Nothing but the lines from the one that contains "column 331, row 107" to the end of the records should be printed, both ends included, exactly as given.
SUPPLIED MATERIAL START
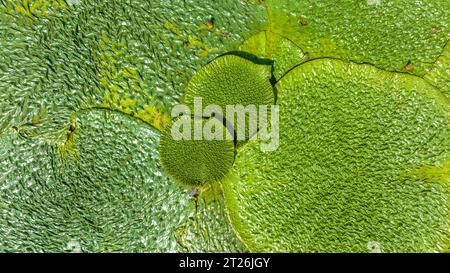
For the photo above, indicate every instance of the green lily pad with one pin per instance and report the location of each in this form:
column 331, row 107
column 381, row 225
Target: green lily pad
column 197, row 162
column 439, row 74
column 387, row 34
column 106, row 192
column 352, row 172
SUPPLIED MATERIAL END
◆ SOLUTION ◆
column 331, row 107
column 381, row 225
Target: green lily pad
column 197, row 162
column 439, row 74
column 387, row 34
column 106, row 192
column 352, row 172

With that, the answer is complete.